**WHAT YOU NEED TO DO**
Rewrite every item below, swapping "mark a point for each instance" for "place a point on every instance" and leaving all else the same; don't include the pictures in your answer.
━━━━
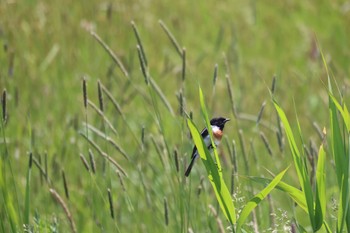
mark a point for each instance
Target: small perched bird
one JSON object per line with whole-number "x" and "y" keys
{"x": 217, "y": 126}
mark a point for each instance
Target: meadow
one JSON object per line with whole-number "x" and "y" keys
{"x": 99, "y": 100}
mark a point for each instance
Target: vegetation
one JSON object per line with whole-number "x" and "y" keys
{"x": 99, "y": 101}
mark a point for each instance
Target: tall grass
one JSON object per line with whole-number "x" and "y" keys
{"x": 124, "y": 169}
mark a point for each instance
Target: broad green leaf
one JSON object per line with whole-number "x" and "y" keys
{"x": 221, "y": 191}
{"x": 248, "y": 208}
{"x": 300, "y": 164}
{"x": 343, "y": 111}
{"x": 320, "y": 208}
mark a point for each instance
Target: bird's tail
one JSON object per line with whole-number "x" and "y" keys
━━━━
**FINISHED TASK**
place a point on every instance
Target: small perched bird
one JSON object per line with whole-number "x" and "y" keys
{"x": 217, "y": 126}
place a point on every instance
Target: meadow
one JSON object per line with whole-number "x" and "y" keys
{"x": 99, "y": 100}
place a point on every instance
Target: vegetation
one JSON object per line with whole-number "x" and "y" keys
{"x": 99, "y": 101}
place a point on every instance
Target: tall grass
one JSON object per line with whole-number "x" and "y" keys
{"x": 124, "y": 169}
place a point on every instance
Target: broad green leaf
one JSON object per line with whole-number "x" and "y" keys
{"x": 221, "y": 191}
{"x": 248, "y": 208}
{"x": 300, "y": 164}
{"x": 343, "y": 111}
{"x": 320, "y": 208}
place a point on every instance
Target: bird's tail
one JSON object per line with whole-number "x" and "y" keys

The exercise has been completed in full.